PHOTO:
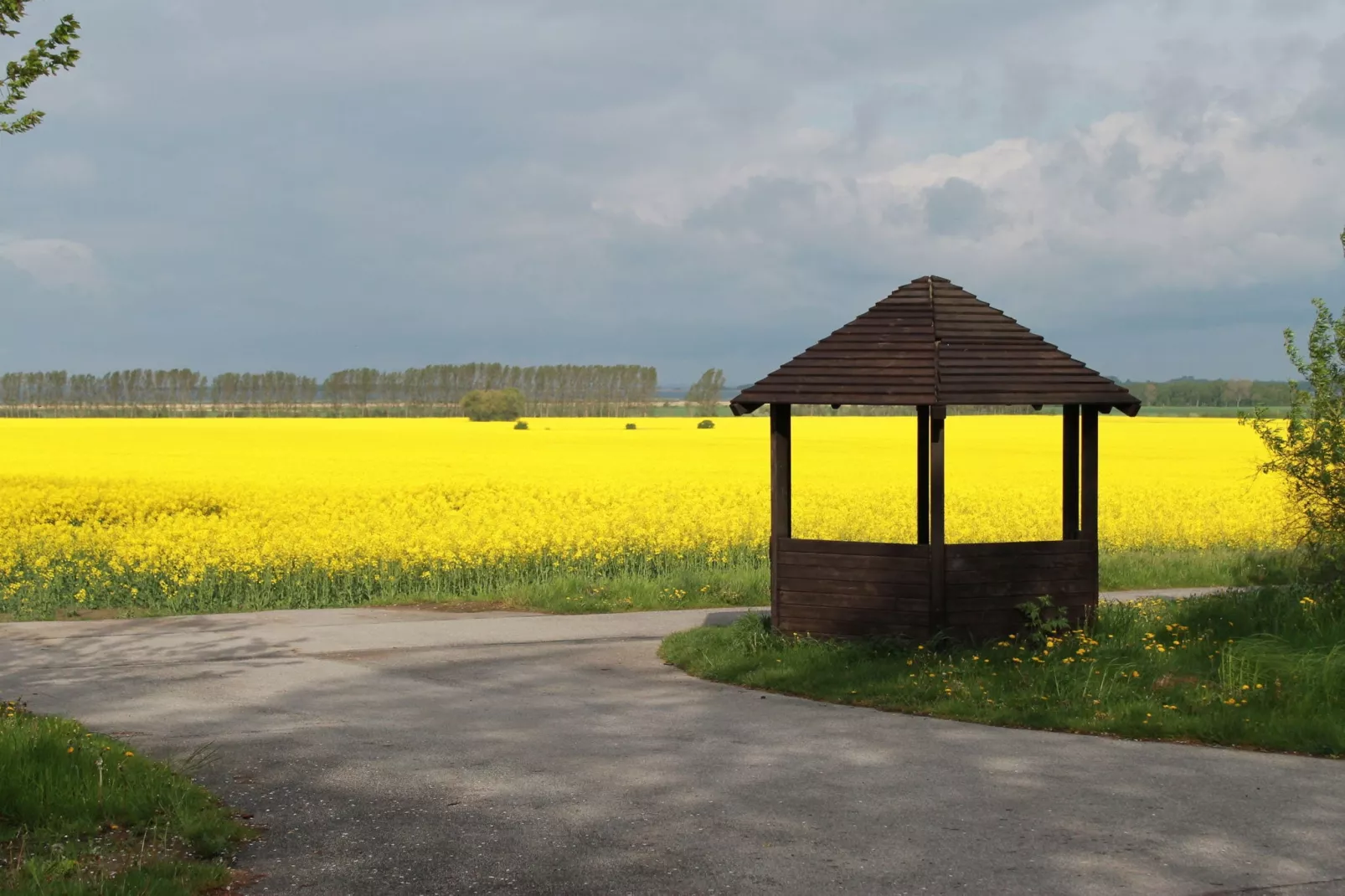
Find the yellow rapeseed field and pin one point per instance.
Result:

==

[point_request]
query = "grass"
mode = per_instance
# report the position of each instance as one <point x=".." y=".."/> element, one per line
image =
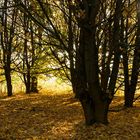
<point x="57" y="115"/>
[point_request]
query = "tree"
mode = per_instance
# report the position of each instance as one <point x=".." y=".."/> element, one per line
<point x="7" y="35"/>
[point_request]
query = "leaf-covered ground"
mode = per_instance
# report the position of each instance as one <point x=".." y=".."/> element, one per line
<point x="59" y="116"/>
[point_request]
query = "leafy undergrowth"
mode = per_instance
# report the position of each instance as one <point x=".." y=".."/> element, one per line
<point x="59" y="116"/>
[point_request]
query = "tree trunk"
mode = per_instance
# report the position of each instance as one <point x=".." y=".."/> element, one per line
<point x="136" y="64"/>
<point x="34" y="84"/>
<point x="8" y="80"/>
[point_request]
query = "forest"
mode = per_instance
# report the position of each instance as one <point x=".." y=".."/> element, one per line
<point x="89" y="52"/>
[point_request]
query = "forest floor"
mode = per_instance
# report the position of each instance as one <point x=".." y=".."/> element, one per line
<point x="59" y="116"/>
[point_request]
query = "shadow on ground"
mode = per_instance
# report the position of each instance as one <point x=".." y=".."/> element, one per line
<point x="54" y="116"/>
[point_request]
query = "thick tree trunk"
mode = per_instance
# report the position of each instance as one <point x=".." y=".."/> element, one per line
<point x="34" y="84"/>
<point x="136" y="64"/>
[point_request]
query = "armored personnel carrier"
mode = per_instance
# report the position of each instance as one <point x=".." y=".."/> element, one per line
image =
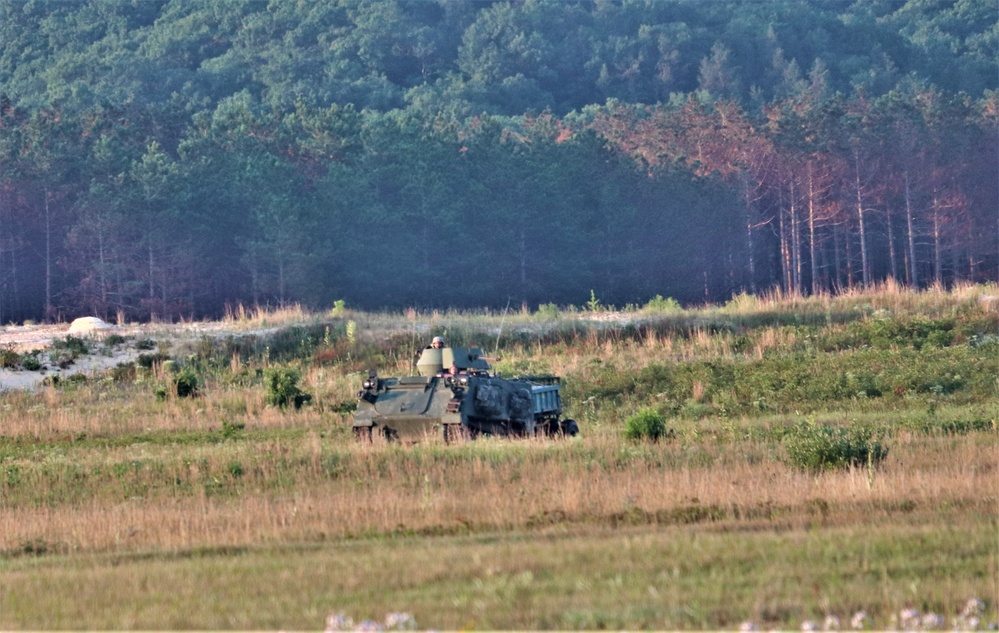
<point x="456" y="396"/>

==

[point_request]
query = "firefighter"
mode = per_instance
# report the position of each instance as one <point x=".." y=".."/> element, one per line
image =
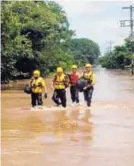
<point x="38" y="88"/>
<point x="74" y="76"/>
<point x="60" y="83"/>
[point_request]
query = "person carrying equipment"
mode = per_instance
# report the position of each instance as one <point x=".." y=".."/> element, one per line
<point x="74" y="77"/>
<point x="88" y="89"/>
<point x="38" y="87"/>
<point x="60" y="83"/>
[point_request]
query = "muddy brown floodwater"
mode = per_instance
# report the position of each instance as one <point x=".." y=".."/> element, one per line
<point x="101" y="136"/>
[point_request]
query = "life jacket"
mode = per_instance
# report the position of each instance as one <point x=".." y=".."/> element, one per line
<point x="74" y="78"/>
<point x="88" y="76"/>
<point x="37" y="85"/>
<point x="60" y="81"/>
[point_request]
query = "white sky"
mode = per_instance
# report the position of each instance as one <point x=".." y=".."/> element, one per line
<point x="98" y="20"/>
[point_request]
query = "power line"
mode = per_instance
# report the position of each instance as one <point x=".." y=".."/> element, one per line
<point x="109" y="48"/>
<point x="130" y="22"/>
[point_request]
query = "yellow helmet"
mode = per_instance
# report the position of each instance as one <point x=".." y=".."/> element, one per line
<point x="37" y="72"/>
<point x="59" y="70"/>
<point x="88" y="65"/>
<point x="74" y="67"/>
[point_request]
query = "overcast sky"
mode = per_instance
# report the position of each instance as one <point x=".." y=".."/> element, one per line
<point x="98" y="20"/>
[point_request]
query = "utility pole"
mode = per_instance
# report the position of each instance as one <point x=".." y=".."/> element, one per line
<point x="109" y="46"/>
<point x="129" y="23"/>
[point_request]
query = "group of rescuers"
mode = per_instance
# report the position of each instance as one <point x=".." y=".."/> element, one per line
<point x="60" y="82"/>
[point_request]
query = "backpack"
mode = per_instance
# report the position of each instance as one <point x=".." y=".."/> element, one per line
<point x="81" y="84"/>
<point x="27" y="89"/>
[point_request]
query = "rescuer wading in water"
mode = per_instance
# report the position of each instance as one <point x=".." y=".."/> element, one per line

ASSIGNED TASK: Look through the listing above. Pick out each line with "tree" and copy it.

YOUR RESPONSE:
query = "tree"
query = "tree trunk"
query = "thick tree trunk"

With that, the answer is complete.